---------- Given text ----------

I don't want to tell my whole life story but I want to explain where I am coming from, how I feel, and ask if what I'm feeling is wrong?

I met my husband Chad growing up. Around the 9th grade, we started seeing each other but when I asked what we were, he said he didn't want to exclusively date me and we continued to be friends. In the 10th grade, he asked me out and we've been together pretty much since then.

We made it through me being away at college and now we are both 26 years old and have been married since July 2011.

In July 2010, Chad came to me one morning with tears in his eyes and confessed to "cheating" on me with several girls during the time we had been together. He had never had sex with them, just "other" things. I forgave him but his conscience was still eating at him. He suggested going to see a counselor and we did. The counselor told him that if he had those feelings of love and commitment, that we should get married and that commitment to me may suppress those urges later. So we got engaged October 2010 and married in July 2011.

So here's the nitty gritty. When I first started dating in 2003 Chad's sis was getting married. While helping decorate for the reception, a girl came in, ran across the reception hall and jumped into his arms. Chad never introduced me to her but her name was Amanda. They went to school together.

During the time we dated 2003-2010, Amanda was one of the girls Chad "cheated" on me with. One time he spent the night with her in another friends basement while I was at college. He told me what they did together. Then another time he took her bowling and he allowed her to kiss him on his neck and ear on the way home. Another time he went and picked her up and took her to hang out with other friends and although "nothing" happened", he failed to tell me. I always felt as though something was between them but never had proof until he told me that morning. Amanda was just one of the girls but what happened between them was multiple times. Up to 2010, she was still sending him texts like "hey baby" and so forth but they never hung out that I knew of.

Also in 2010, I learned that she was sleeping with Chad's cousin Tom, who was dating my best friend Heather. They split up and Heather was heart broken. This didn't help my opinion of her at all because now, not only had she "lended" herself to my boyfriend, she broke up my best friend and her boyfriend! Then in the later part of 2010, we found out that she was sleeping with Chad's other cousin Brian who was dating another good friend of mine (Heather which is different than Tom's Heather). Amanda was really not sitting well with me at this point. Brian and Amanda stayed together and what makes it worse, Brian is not only Chad's cousin, but Chad's best friend.

---------- Source data ----------

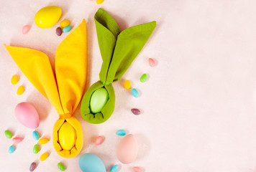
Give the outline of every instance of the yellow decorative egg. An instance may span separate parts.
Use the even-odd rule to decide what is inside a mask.
[[[45,6],[37,12],[35,16],[35,22],[42,29],[51,27],[59,21],[61,13],[61,9],[58,6]]]
[[[65,122],[58,132],[59,142],[64,150],[70,150],[74,147],[76,140],[75,128],[68,122]]]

----------

Tasks for this exercise:
a: Can you repeat the marriage story, everything from "I don't want" down to "since July 2011.", swapping "college" for "university"?
b: Could you carry the marriage story forward from the point where it stops?

Responses:
a:
I don't want to tell my whole life story but I want to explain where I am coming from, how I feel, and ask if what I'm feeling is wrong?

I met my husband Chad growing up. Around the 9th grade, we started seeing each other but when I asked what we were, he said he didn't want to exclusively date me and we continued to be friends. In the 10th grade, he asked me out and we've been together pretty much since then.

We made it through me being away at university and now we are both 26 years old and have been married since July 2011.

b:
Of course, Chad wanted Brian in the wedding in 2011. Since Brian and Amanda were engaged and Brian in our wedding, of course Amanda came to our rehearsal and wedding. I was not happy. Brian and Amanda were married in September 2011. Since then, she has not proved to have changed her ways at all because there are other instances of her with other women. Which is a whole other story.

I'm trying not "judge" her but I don't feel like she is a good person or one that I would even want to hang around.

Chad's family knows about Chad and Amanda. I see her at family functions now and being around her cannot be avoided. I know Chad loves me but seeing her makes me have so many feelings. Everytime I see her, I am reminded of what Chad has done. I picture her with him.

Chad and I have had many arguments because he feels like he can't hang out with Brian anymore. He keeps defending her and saying that she is a good person and everything. He wants to be able to go to Amanda and Brians and have them come over to our house and go on dates like we used to with Brian and Heather. Amanda is not someone I see myself being friends with or even wanting to know. She has hurt me and several of my dearest friends. I do not like her ways. This is really coming inbetween Chad and I. He says its my fault and the past is the past and I need to get over it.

I talked with her one day at a softball game (which Chad and Brian play together) and it went okay. Then the next week, I found texts from her to Chad on Chad's phone. Nothing inappropiate but I felt like she crossed a line with me. She knows that I know about her and Chad. I don't know if even an apology on her part will make me like her and I know that if Chad keeps pushing her on me, the more I will not like her.

I'm really confused. My marriage is suffering and I'm tired of crying. Am I wrong to feel this way? Am I wrong not to want Chad to go to her house? I don't trust her and I'm just now starting to trust him again!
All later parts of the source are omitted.